Provided passage below:

Maintaining a good relationship with your partner requires dedication. Relationships can be strained due to issues with finances, parenting, communication, emotional or sexual intimacy, trust, fidelity and chronic illness. Unresolved issues increase tension, cause resentment and can lead to unhealthy ways of coping, which further jeopardize a relationship. Psychological problems such as depression or anxiety can also develop. Intervention in the form of relationship therapy is sometimes necessary to help relationships that are failing and to build deeper understanding and intimacy between two individuals. Relationship therapy also includes family therapy, which focuses on members of a family; for example children who are affected by a tense relationship between their parents.
Therapy must be sought before discontent and ill feelings intensify. You can seek advice individually, implementing what you have learnt into your relationship, or as a couple. Your therapist uses an individualized approach to your particular situation. Therapy focuses mainly on good communication and dealing with problems without avoidance or getting into heated arguments. The focus is the relationship, and not who is wrong or right; your therapist will not take sides. Your therapist doesn’t work with the intention of saving the relationship, but will help you create goals for your relationship and help you understand your role in achieving them. Relationship therapy requires active participation from you and your spouse.
Therapy usually involves weekly sessions but added sessions, group sessions and individual sessions with either you or your spouse may be necessary. Healing a damaged relationship can take time, but is possible through therapy as long as both of you remain committed.

End of Provided passage.
Listed records below:

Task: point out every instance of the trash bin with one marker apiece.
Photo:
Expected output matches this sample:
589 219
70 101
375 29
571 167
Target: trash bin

End of Listed records.

Work order 1:
Rewrite the relationship therapy text between "Therapy usually involves" and "you remain committed.", inclusive, substituting "monthly" for "weekly".
Work order 2:
Answer these questions from the relationship therapy text:
(a) What does family therapy focus on?
(b) Will the therapist take sides?
(c) What must both partners remain for healing through therapy to be possible?
The lines above are separate from the relationship therapy text.

Your response 1:
Therapy usually involves monthly sessions but added sessions, group sessions and individual sessions with either you or your spouse may be necessary. Healing a damaged relationship can take time, but is possible through therapy as long as both of you remain committed.

Your response 2:
(a) Members of a family.
(b) No.
(c) Committed.